- [QUESTIONS ON THE MATERIAL]:
1: Please transcribe the TiFlash thread, starting with "AP scenarios can" and going on through "multi-table join computations.".
2: In the TiFlash thread, in which mode can hash joins be pushed down to TiFlash for execution?

In what scenarios is it appropriate to enable TiFlash, and what should be noted?

Note:
This topic has been translated from a Chinese forum by GPT and might contain errors.

Original topic: 什么场景下开启tiflash比较合适,需要注意什么?

| username: TIDB-Learner

In what scenarios is it more appropriate to enable TiFlash, and what should be noted?

| username: xiaoqiao | Original post link

Large, wide tables

| username: zhanggame1 | Original post link

For tables with large amounts of data that require OLAP operations, such as applying aggregate functions to some of the columns.

| username: ShawnYan | Original post link

You can first take a look at this collection post:

| username: DBAER | Original post link

AP scenarios can actually leverage ClickHouse.

| username: 小龙虾爱大龙虾 | Original post link

You can’t run Tikv.

| username: Jellybean | Original post link

Analytical computing tasks involving large amounts of data, especially complex AP scenarios such as multi-table join computations.

| username: YuchongXU | Original post link

AP computation

| username: 随缘天空 | Original post link

In OLAP scenarios, such as statistical analysis scenarios, report display, and the like.

| username: ShawnYan | Original post link

This is because TiFlash was initially developed based on ClickHouse, which is nothing to hide. You can still see parts of ClickHouse in the TiFlash source code commit history.

| username: 有猫万事足 | Original post link

Simply put, if your SQL contains a GROUP BY clause and the computation time is particularly long, you should consider using TiFlash. If you can read the execution plan, look for aggregation operators like hashagg and streamagg near the execution plan nodes.

It is not necessarily required to have large or wide tables, but if your scenario involves multi-table joins and aggregation computations, be sure to use TiFlash + MPP. Only in MPP mode can hash joins be pushed down to TiFlash for execution.

- [RECORDS]:
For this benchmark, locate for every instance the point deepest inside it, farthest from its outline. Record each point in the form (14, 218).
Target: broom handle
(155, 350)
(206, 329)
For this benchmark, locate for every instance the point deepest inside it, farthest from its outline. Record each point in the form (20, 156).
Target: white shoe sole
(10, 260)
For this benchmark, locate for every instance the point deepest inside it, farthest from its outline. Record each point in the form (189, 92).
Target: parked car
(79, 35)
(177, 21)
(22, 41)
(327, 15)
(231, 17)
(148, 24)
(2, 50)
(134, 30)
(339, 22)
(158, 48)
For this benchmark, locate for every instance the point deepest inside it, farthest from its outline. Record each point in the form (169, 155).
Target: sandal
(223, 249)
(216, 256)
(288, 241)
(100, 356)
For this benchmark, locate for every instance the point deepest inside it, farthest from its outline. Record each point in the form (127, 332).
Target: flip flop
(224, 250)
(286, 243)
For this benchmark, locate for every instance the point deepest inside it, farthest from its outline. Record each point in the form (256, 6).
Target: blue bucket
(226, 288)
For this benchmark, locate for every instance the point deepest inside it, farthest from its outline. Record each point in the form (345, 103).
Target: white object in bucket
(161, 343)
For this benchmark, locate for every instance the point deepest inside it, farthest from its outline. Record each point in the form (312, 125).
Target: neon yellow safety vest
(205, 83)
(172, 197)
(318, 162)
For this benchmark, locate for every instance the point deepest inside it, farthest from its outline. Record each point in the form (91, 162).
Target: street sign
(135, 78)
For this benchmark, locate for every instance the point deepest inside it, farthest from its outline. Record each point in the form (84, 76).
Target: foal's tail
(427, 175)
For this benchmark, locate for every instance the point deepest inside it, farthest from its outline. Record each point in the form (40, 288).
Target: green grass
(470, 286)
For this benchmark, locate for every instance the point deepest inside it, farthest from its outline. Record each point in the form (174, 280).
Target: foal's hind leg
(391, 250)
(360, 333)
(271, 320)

--

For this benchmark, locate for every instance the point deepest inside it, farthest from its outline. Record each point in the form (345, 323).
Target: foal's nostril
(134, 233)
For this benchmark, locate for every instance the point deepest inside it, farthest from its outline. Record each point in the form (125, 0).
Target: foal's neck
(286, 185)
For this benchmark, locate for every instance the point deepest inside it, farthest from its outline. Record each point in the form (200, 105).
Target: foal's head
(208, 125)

---

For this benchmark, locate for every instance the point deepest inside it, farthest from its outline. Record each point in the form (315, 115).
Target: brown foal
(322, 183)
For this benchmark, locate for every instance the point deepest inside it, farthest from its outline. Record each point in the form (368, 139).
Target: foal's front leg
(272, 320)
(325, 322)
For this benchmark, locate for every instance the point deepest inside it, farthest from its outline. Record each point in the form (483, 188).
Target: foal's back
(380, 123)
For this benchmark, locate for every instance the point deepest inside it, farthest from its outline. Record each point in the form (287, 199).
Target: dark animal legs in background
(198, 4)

- [ANSWERS BY ITEM NUMBER]:
1:
AP scenarios can actually leverage ClickHouse.

| username: 小龙虾爱大龙虾 | Original post link

You can’t run Tikv.

| username: Jellybean | Original post link

Analytical computing tasks involving large amounts of data, especially complex AP scenarios such as multi-table join computations.

2: MPP mode